### Exercise directions
Find the line with "Task: where can the gray" in the entries below. Repeat it, every following line, and the line with "Target: long brown hair", exactly and with nothing added.

### Records to process
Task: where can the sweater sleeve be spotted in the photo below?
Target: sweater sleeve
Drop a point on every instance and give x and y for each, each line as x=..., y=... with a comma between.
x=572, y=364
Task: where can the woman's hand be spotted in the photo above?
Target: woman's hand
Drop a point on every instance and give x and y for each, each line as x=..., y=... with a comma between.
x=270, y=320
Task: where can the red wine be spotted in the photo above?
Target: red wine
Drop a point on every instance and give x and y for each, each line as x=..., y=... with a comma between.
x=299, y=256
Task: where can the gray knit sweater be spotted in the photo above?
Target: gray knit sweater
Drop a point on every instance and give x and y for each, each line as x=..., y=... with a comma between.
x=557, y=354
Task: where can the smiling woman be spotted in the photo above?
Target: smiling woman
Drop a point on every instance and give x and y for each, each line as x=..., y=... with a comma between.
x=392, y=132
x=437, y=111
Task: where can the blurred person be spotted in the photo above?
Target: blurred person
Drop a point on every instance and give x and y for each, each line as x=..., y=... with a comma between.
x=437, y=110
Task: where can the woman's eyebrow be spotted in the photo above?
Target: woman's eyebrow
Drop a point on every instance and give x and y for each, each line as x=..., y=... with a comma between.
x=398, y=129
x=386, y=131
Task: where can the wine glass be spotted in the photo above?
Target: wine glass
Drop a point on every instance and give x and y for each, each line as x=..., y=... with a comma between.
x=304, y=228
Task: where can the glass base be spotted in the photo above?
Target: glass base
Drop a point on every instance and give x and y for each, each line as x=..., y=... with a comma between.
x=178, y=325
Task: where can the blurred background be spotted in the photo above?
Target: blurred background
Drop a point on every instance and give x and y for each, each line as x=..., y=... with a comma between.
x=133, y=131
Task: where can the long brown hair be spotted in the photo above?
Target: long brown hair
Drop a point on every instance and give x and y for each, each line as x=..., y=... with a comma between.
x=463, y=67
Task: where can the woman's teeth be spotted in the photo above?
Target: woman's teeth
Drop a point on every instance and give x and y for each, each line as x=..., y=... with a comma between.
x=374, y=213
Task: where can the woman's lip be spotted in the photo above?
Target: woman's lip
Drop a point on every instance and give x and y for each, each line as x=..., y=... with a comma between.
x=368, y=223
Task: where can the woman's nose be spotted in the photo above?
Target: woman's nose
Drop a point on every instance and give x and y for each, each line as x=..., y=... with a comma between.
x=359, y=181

### Answer section
Task: where can the gray knit sweater be spotted in the photo above?
Target: gray knit sweater
Drop a point on every instance and give x and y for each, each line as x=..., y=... with a comma between.
x=557, y=354
Task: where can the smiling woman be spotted in the photo above?
Target: smiling woman
Drop a point on every instance and give x and y for each, each line as x=..., y=... with a comma between.
x=392, y=132
x=437, y=111
Task: where can the blurred person be spotted in the photo above?
Target: blurred person
Drop a point on every instance and give x and y for each, each line as x=..., y=... with a comma between.
x=437, y=110
Task: where can the woman's eyebrow be spotted in the photo above?
Target: woman's eyebrow
Drop a point on every instance and give x and y for each, each line as x=..., y=... with a comma between.
x=398, y=129
x=386, y=131
Task: where can the wine glass be spotted in the photo above?
Target: wine glass
Drop a point on every instance and give x and y for each, each line as x=..., y=... with a comma between.
x=304, y=228
Task: where can the glass base be spotted in the photo above?
Target: glass base
Drop a point on every instance and give x and y for each, each line as x=..., y=... with a comma between.
x=178, y=325
Task: where can the blurred background be spotted in the photo above?
Target: blurred background
Drop a point on every instance and give x and y for each, each line as x=..., y=... with a comma between.
x=133, y=131
Task: where can the long brown hair be spotted in the photo above?
Target: long brown hair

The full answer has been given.